Could you transcribe every record below exactly as written, leaving out any pictures?

[Pointing dataset records]
+ + + +
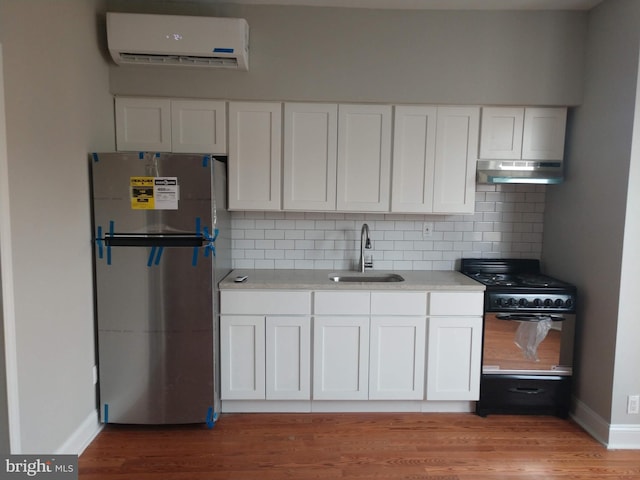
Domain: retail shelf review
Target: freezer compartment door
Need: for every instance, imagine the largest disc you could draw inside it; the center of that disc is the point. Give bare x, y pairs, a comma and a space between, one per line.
129, 194
155, 335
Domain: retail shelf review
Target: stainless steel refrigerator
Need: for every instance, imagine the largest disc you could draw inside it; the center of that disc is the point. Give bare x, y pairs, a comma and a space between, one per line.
162, 244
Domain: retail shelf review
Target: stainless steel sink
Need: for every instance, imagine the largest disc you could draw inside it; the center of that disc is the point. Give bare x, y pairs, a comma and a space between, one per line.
365, 277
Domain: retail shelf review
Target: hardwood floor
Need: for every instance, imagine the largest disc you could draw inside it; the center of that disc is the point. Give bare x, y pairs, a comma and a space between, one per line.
430, 446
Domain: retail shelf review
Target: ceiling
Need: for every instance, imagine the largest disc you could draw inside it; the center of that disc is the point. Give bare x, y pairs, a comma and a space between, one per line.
436, 4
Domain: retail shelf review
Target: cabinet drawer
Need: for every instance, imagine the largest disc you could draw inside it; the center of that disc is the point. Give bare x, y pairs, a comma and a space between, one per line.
399, 303
456, 303
342, 303
265, 302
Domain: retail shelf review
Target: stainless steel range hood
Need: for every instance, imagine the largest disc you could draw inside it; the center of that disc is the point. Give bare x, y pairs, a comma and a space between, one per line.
520, 171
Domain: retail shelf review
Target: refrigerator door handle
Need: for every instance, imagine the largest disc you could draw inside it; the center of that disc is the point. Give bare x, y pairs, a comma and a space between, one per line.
145, 240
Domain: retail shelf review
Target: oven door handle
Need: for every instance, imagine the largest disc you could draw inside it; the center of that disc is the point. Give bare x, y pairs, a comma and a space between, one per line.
528, 317
527, 390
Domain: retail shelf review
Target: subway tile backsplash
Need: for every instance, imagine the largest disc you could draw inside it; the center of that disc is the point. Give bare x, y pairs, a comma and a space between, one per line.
507, 223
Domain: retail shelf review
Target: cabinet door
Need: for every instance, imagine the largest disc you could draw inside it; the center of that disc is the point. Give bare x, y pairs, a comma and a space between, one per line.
198, 126
364, 158
396, 370
143, 124
456, 158
453, 358
310, 153
340, 358
501, 133
413, 159
288, 349
242, 357
544, 130
255, 155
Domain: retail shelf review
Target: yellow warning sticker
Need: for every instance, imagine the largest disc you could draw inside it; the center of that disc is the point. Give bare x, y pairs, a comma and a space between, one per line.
142, 197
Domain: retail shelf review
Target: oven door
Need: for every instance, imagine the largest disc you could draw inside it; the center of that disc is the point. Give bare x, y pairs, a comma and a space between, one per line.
528, 343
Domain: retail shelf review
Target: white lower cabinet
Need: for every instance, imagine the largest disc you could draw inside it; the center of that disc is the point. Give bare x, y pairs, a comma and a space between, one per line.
350, 346
265, 345
288, 358
369, 346
454, 346
265, 358
340, 358
242, 357
397, 358
453, 358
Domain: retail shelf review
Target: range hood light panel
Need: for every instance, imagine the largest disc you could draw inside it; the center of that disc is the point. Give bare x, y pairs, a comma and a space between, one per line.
546, 172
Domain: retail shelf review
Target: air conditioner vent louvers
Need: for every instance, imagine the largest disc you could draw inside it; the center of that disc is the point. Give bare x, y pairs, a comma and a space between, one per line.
191, 60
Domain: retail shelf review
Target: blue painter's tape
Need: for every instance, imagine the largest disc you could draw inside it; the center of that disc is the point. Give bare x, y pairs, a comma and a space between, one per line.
194, 258
212, 417
100, 243
111, 230
159, 255
152, 254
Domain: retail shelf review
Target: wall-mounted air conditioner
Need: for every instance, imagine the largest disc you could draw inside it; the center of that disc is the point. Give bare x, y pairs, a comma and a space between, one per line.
143, 39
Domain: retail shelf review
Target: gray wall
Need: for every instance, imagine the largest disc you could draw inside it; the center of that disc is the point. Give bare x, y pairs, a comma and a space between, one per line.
58, 109
4, 419
360, 55
591, 224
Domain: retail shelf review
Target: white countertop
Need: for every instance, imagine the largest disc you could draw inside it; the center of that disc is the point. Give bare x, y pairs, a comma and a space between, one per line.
319, 280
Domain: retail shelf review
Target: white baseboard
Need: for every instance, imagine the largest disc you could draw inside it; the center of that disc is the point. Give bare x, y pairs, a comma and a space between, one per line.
612, 436
624, 437
343, 406
82, 436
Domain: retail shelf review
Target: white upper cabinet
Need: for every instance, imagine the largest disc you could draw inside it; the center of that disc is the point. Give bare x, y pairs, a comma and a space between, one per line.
198, 126
165, 125
434, 159
310, 153
543, 136
143, 124
364, 158
523, 133
255, 155
501, 135
454, 188
414, 156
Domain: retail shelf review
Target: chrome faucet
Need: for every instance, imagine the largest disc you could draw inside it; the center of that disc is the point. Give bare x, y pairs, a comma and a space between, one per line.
365, 242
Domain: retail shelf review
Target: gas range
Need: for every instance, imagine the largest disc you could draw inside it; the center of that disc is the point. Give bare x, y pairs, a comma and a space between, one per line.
517, 285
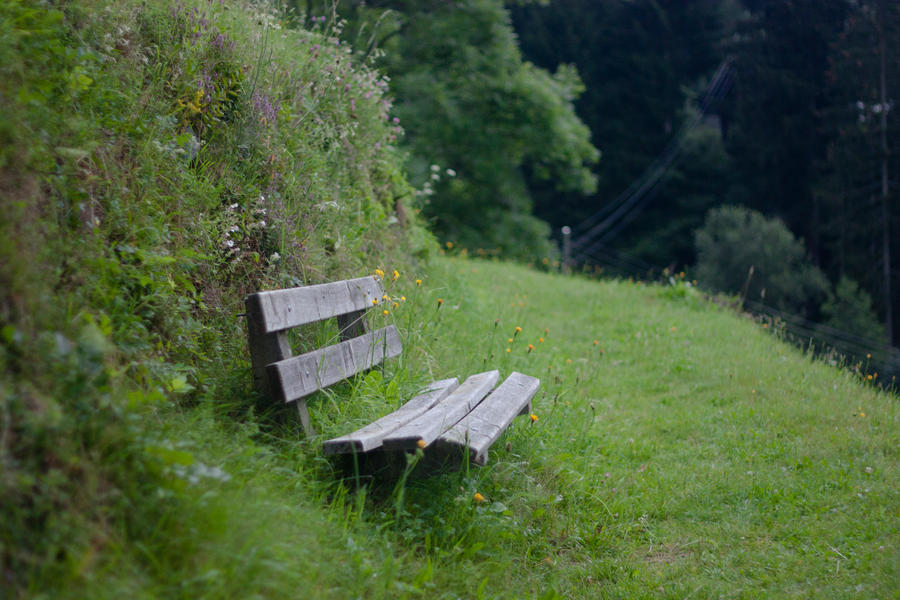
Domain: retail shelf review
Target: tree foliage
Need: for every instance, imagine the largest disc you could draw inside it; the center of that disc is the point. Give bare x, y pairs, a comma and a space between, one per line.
469, 103
740, 251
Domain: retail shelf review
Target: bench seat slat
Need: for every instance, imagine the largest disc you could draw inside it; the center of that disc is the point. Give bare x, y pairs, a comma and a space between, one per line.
370, 437
444, 415
282, 309
484, 424
302, 375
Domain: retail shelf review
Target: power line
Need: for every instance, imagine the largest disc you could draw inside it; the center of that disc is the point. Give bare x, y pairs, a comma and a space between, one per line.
625, 207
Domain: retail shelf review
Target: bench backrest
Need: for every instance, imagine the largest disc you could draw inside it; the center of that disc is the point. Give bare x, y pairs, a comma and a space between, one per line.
290, 378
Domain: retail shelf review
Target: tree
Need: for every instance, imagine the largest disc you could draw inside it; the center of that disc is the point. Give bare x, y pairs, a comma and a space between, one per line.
740, 251
470, 104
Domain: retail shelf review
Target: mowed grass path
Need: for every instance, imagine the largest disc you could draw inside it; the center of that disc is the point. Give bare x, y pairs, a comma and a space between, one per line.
723, 462
679, 451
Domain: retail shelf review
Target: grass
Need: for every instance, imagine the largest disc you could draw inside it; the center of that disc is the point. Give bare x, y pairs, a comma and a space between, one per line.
688, 454
679, 450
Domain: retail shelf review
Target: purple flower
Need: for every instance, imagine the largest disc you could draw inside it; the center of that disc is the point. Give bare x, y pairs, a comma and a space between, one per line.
266, 110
+ + + +
* _Response for this exercise_
Domain: retail shelf review
Target: freezer compartment door
Need: for every instance, imagine the largest disc you could draw inside it; the center of that disc is the point. Give bare x, y pairs, a comma and a space between, one per line.
129, 194
155, 335
Domain: retail shelf review
Target: stainless steel refrigerator
Need: for every instance, imagine the largest disc you could draw inside it; the center of that disc is the point. Give bare x, y pairs, a comma and a space between, one per line.
162, 244
Domain: retail shelf review
Target: stainless steel sink
Need: for every instance, imagine the largest disc you could draw inside it; the center of that disc is the point. Give bare x, y pairs, a comma and a space between, one per line.
365, 277
Domain: retail shelf review
Target: hardwood floor
Need: for every instance, imagine the largest disc you could draw inside it; the center of that disc is the point. Give bare x, y pairs, a comma and a space between, one per line.
430, 446
Domain: retail shelf review
Target: ceiling
Need: for every instance, imagine the largest disc you could draw inside it; the center of that disc is the point. Give bare x, y pairs, a comma and a space between, one per line.
436, 4
Domain: retail shelf review
Target: cabinet drawer
Need: for every instance, imagine the largest disc you could draw inside it; the center of that disc is the point. Give bare x, y pairs, a comma and a space between, one per line.
399, 303
456, 303
342, 303
265, 302
Domain: retail shelf review
Target: stainless steel range hood
Need: for every instance, imagine the largest disc you could draw inside it; the center of that disc is the point. Give bare x, y pairs, a comma and a space between, one per line.
520, 171
Domain: retail shelf review
Target: refrigerator door handle
Need: for every instance, imagine the largest disc you could draw inside it; the center of that disc is the point. Give bare x, y pairs, a comma and a space between, one per line.
145, 240
Domain: retail shelf review
Target: oven door handle
Need: for every instance, imagine the largest disc you could draw inside it; the center of that disc is the point. Give bare x, y pairs, a comma and a space between, one per line.
528, 317
527, 390
Domain: retail shelf review
Target: subway tile backsplash
Need: for every instance, imagine the largest disc you could draw inside it; the center of that disc is the point. Give bare x, y pairs, a comma and a space between, one per line.
507, 223
Domain: retail shelf review
Target: cabinet door
Need: for every instance, imagine the largest disc you could draw inside it; the center of that disc is the point. Give bare x, y pairs, a comma and a space between, one per line.
198, 126
364, 158
396, 370
143, 124
456, 158
453, 358
310, 153
340, 358
501, 133
413, 159
288, 349
242, 357
544, 130
255, 155
Domain: retail shelf review
Target: yellow warning sticker
Need: for every instance, imagine the largest disc you could draw inside it; the center of that disc is the point. Give bare x, y pairs, a comma and a space between, one per line.
142, 197
Domain: retail shelf review
Target: oven door
Need: for every instance, imagine the largest disc you could draw inside it; the center of that disc is the point. Give bare x, y pairs, a comma and a space between, one per line.
528, 343
Domain: retail shelf review
Target: white lower cabinet
Need: for every instance, imagine the largest disc you could draw inside it; the center of that disc is the point. Give bare x, y pairs, a comma and a space between, one per line.
350, 346
265, 345
288, 358
369, 346
454, 346
265, 358
340, 358
242, 357
397, 358
453, 358
Domain: retail shelf review
Target: range hood light panel
Need: for every instance, imagine the largest disc you could draw inside it; the center of that disc is the point. Give bare x, y pairs, a comma and a space between, one per line.
546, 172
Domain: retail shelf review
Target: air conditioner vent louvers
Need: for every instance, imagine the largest disc you could draw inside it; the center of that disc is the point. Give bare x, y pairs, a comma and a space between, one per line.
191, 60
Domain: retail shelf review
Target: blue painter's tape
Need: for every instance, imagine the largest disc you could draw inside it; the center of that disc is the point. Give bare x, y pairs, a comma and a space between, one per line.
194, 258
212, 417
100, 243
111, 230
159, 255
152, 254
Domain: retail shelf review
Target: wall-mounted air conditioner
Need: for every instance, imagine the largest disc you could draw inside it; the center of that disc is the point. Give bare x, y pairs, a comma and a space between, one per line.
143, 39
Domain: retail shelf review
Target: gray wall
Need: for every instance, imagine the largest disc you could draw inside it; the center of that disc is the point. Give bare x, y pairs, a comma and a space between, one per line.
58, 109
4, 419
360, 55
591, 224
Domain: retail shelf review
Target: white countertop
Need: for every instance, imagine the largest disc you could draw inside it; the center of that disc is the point. Give bare x, y pairs, a comma and a space between, one per line.
319, 280
Domain: retail shelf review
Target: white baseboard
Need: for every instance, imagine the largest disc you could draw inside it; the center of that disc is the point. Give bare x, y pairs, a comma and a space between, one per line.
612, 436
624, 437
343, 406
82, 436
Domain: retail shelf review
Target: white upper cabinet
Need: for every instance, imagine the largest disc you could draw inside it; the center of that disc is the point. Give bare x, y pairs, a comma and a space between, one per line.
198, 126
165, 125
434, 159
310, 153
543, 136
143, 124
364, 158
523, 133
255, 155
501, 135
454, 188
414, 156
Domain: retail shelf review
Target: chrome faucet
Need: for every instance, imagine the largest disc you could draw inside it; the center of that disc is the point. Give bare x, y pairs, a comma and a space between, one per line.
365, 242
Domain: retail shelf review
Target: gas range
Need: for every instance, imagine the largest disc you could draw inside it; the center of that disc is the point. Give bare x, y pairs, a comma and a space between, one per line.
517, 285
Domain: retail shelf review
Target: tree foliage
Need: for every instance, imagine the largest disc you could draw inside it; the center of that disc is the point. Give bare x, y pairs, a comma and a space between, one per line.
469, 103
740, 251
Domain: retail shelf review
Target: bench seat slat
Need: for every instance, imagine the largest disc you could draw inside it; the center of that disc is the point. Give bare x, y pairs, a comma and a space between, one per line.
370, 437
444, 415
282, 309
484, 424
302, 375
Domain: retail shelf review
Target: power line
Need: for every instance, imagine the largest disc you could draw inside it; the center of that disc is the point. Give bare x, y pairs, a comma and a space between, one per line.
625, 207
Domain: retail shelf review
Target: bench backrest
Need: for every instance, imagine the largest disc you could draw inside it; the center of that disc is the point. Give bare x, y pairs, a comma and a space between, one per line.
290, 378
Domain: retail shelf review
Target: tree
Need: for every instance, imagine the largest disc you could draw inside it; the center of that disc is the point. Give bare x, y pairs, a comma and a space between, one per line.
740, 251
470, 104
Domain: retail shelf review
Target: mowed grass path
Need: for every instance, imagine the largest disc you could draw inside it; the center of that disc is the point. Give bare x, y pairs, a comma and a space between, one per line.
723, 462
679, 451
Domain: retail shelf review
Target: grass
Need: for every instance, imagine the largest disc you could draw inside it; the center of that disc is the point. Give bare x, y pairs, a comma and a space between, one per line.
688, 454
679, 450
Domain: retail shelf review
Target: purple flower
Need: for every instance, imagine the largest disc you could draw inside it; the center of that disc is the point. Give bare x, y pairs, a comma and a space between, one per line.
266, 110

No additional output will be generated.